- _課題 1_:
記事にある次の一文を英語に翻訳してください：「他にもアメリカンフットボールやバスケットボールでも頭角を現しニューヨーク州立大学オールバニア校時代にはアメフトの選手として、NFL入りを目指します。」
- _課題 2_:
記事によると、1975年のNFLドラフトで彼はどのチームに何巡目で指名されましたか。

ウイリー・メイズやウイリー・マッコビーといった
スーパースターを輩出したアメリカ合衆国の
アラバマ州で
生まれ育った本名グレゴリー・デウェイン・ウェルズは
12歳から大人の草野球チームに交じってプレーすると
183センチ、80キロの体格で高校時代は
セカンドや外野を主に守っていました。

他にもアメリカンフットボールや
バスケットボールでも頭角を現し
ニューヨーク州立大学オールバニア校時代には
アメフトの選手として、NFL入りを目指します。

1975年、NFLドラフト16巡目でニューヨーク・ジェッツに指名され、
2カ月ほどプレーしましたが
ヒザの半月板を痛めた影響から
自由契約となった事で野球に転身、
アマチュアFA選手として、MLB傘下パイレーツと
契約を結び、野球の世界に足を踏み入れました。

- _データ抜粋_:
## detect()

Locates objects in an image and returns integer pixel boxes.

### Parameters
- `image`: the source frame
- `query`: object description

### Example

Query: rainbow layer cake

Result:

- _解答 1_:
He also stood out in American football and basketball, and while at the State University of New York at Albany, he aimed to make it into the NFL as a football player.

- _解答 2_:
16巡目でニューヨーク・ジェッツに指名されました。